_Set task_
Transcribe the listing below word for word.

* * * *

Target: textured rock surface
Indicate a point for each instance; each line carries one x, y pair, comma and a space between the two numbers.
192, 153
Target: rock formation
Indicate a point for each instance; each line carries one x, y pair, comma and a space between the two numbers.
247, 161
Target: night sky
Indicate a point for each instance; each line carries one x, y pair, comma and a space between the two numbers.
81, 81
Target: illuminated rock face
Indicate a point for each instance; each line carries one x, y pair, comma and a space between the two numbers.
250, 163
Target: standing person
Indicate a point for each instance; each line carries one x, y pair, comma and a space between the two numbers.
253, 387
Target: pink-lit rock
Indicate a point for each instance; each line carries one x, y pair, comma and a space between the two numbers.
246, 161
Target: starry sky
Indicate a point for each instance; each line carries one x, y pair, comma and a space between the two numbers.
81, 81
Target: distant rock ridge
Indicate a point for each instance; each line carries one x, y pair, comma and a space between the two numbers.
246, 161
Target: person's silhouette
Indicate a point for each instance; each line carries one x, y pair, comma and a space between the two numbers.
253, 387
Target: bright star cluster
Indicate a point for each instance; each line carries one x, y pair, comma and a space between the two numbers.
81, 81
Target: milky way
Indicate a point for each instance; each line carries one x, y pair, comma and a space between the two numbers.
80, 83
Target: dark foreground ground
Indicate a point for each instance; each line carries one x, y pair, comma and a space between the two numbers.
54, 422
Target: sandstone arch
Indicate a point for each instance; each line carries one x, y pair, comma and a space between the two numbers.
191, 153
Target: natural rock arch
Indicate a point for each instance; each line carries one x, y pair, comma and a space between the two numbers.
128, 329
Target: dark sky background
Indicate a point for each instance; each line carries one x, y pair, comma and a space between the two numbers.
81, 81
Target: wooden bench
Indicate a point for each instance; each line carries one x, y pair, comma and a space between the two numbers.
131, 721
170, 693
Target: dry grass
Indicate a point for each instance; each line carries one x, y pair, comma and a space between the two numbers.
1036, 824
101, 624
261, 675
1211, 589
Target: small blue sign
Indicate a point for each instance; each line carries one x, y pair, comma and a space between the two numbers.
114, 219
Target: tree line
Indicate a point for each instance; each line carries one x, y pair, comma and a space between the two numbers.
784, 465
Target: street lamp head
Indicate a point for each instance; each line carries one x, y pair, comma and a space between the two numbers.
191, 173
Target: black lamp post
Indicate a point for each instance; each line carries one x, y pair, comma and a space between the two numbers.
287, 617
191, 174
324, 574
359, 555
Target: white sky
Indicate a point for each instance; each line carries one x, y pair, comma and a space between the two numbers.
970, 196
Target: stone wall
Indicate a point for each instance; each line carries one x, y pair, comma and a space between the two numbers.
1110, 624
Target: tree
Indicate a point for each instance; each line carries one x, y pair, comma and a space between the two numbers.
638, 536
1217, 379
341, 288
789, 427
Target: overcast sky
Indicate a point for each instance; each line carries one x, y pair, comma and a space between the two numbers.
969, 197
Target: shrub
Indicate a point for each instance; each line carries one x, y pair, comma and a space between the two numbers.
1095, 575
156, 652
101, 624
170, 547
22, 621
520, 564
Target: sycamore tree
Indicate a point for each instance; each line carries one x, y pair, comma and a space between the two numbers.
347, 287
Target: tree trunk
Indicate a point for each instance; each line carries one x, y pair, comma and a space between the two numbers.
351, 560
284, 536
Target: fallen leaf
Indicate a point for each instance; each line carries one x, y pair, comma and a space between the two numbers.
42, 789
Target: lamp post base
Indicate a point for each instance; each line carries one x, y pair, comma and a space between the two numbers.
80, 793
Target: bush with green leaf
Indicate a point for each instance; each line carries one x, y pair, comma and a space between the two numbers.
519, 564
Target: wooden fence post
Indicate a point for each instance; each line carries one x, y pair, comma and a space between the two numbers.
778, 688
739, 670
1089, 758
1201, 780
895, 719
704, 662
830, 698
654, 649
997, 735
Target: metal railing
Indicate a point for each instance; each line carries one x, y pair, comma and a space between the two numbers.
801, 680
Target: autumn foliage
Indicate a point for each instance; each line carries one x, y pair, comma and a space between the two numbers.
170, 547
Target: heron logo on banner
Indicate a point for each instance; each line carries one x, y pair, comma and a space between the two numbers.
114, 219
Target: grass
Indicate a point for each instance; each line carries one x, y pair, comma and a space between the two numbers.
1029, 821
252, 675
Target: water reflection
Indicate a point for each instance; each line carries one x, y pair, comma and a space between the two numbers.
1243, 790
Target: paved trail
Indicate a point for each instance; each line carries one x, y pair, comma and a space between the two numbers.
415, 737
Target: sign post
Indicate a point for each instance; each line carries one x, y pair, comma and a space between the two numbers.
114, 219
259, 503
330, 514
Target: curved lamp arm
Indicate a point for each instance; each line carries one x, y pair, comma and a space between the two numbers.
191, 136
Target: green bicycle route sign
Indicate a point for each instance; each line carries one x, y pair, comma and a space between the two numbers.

* * * *

_Task solution_
Target: textured rock surface
Indicate a point for each instance; each line carries one x, y pair, comma and a space between the two numbers.
192, 153
Target: rock formation
Indicate a point for each instance; each line carries one x, y pair, comma and a space between the two numbers.
247, 161
Target: night sky
Indicate a point for each instance; each line carries one x, y pair, comma and a space between the two numbers.
81, 81
Target: illuminated rock face
Indicate a point for each instance; each line carries one x, y pair, comma and a space between the two numbers.
250, 163
Target: standing person
Indicate a point for each instance; each line carries one x, y pair, comma and a space between the two numbers.
253, 387
Target: pink-lit rock
Indicate a point for each instance; each line carries one x, y pair, comma and a space between the two numbers.
246, 161
Target: starry sky
Indicate a point for each instance; each line carries one x, y pair, comma and a space between the two numbers.
81, 81
Target: distant rock ridge
Indicate a point for each instance; each line carries one x, y pair, comma and a space between the two numbers.
246, 161
Target: person's silhouette
Indicate a point for each instance; each line carries one x, y pair, comma and a space between the two numbers.
253, 387
Target: bright star cluster
Indicate a point for each instance; each line carries one x, y pair, comma and a space between the two numbers.
81, 81
Target: milky way
Indicate a point for each instance; each line carries one x, y pair, comma and a space between the two numbers.
80, 83
Target: dark foreground ground
Indicate a point for each instance; each line carries one x, y pair, comma and a space between the two numbers.
54, 422
Target: sandstone arch
Indicate a point for each instance; each line carries one x, y pair, comma and a space between the two numbers.
191, 153
Target: natural rock arch
Indicate a point for each instance; each line carries one x, y pair, comma and a space between the two numbers.
128, 329
Target: dark sky background
Indicate a point for each instance; each line carries one x, y pair, comma and a space between the two numbers.
81, 81
Target: wooden bench
Indicate a point for each instance; each line carries one x, y pair, comma and a space between the two numbers.
131, 721
170, 693
Target: dry grass
Indicate a point for each instance; each line carries one x, y pair, comma and a space between the two numbers.
1036, 824
101, 624
261, 675
1211, 589
Target: small blue sign
Indicate a point for each instance; each line carries one x, y pair, comma and a space between the two numbers.
114, 219
Target: tree line
Indicate a point for each instance; each line carries one x, y pair, comma and a space between the two numbers.
784, 465
Target: street lamp head
Indicate a point for each instance; each line carries one x, y pair, comma and a space between the two numbers.
191, 173
Target: black lamp post
Indicate a point for each instance; each line carries one x, y pair, comma and a space between the two numbers.
287, 617
191, 174
324, 574
359, 555
Target: white sky
Indicate a point for each instance; each line carries one x, y pair, comma and a space between the two numbers.
970, 196
Target: stone wall
Indicate a point for each instance; each line carries one x, y pair, comma and a space between the two numbers.
1110, 624
Target: tree
Indicate a point for each instance; each line carries one x, y pair, comma and a space between the two numbers.
638, 536
1217, 379
341, 288
789, 427
Target: overcast sky
Indicate a point for each instance; each line carries one x, y pair, comma and a space between the two numbers.
969, 197
Target: shrub
Indicate a point for each instance; each line carries one x, y pair, comma and a space between the two numbers.
1095, 575
156, 652
101, 624
170, 547
22, 621
520, 564
Target: sycamore tree
Indicate a point for each instance; each line carries one x, y pair, comma and a space between the two numbers.
347, 287
Target: tree trunk
Indicate a point for each instance; each line carries one x, y pair, comma and a space between the two numbers.
351, 560
284, 536
Target: fallen leaf
Indicate a point for each instance; each line carries one x, y pair, comma and a space between the two numbers.
42, 789
Target: lamp post base
Indicate a point for each instance; each line carries one x, y pair, comma and a space between the two numbers.
80, 793
Target: bush with green leaf
Indicate a point for each instance; each line carries one x, y pair, comma and a space between the two numbers.
519, 564
Target: wooden fence post
Indicate a point for each instance; each line carries one x, y pair, comma and a space between the two numbers.
778, 688
739, 670
1089, 758
1201, 780
895, 719
704, 662
830, 698
654, 649
997, 735
Target: metal railing
Indicate a point for each instance; each line carries one x, y pair, comma and a space between the two numbers.
801, 680
Target: autumn foliage
Indicate a point for each instance; each line carries one x, y pair, comma and a space between the two numbers.
170, 547
Target: heron logo on banner
Indicate a point for each instance; each line carries one x, y pair, comma and a space between the two numbers.
114, 219
Target: grass
Indicate a point for each instance; each line carries one x, y pair, comma and a space between the two numbers.
1029, 821
252, 675
Target: water reflection
Indicate a point for each instance; each line carries one x, y pair, comma and a space between the two numbers.
1243, 790
Target: paved trail
Indicate a point for each instance; each line carries one x, y pair, comma and a space between the two numbers.
415, 737
Target: sign post
Indicate a point for each instance; each line carries one x, y pair, comma and a space between the two numbers.
114, 219
259, 503
330, 514
Target: curved lamp arm
Indicate a point for each instance; each line carries one x, y pair, comma and a space between the two numbers.
191, 136
Target: green bicycle route sign
Indicate a point for each instance; each line carries one x, y pair, comma and a space between the two numbers.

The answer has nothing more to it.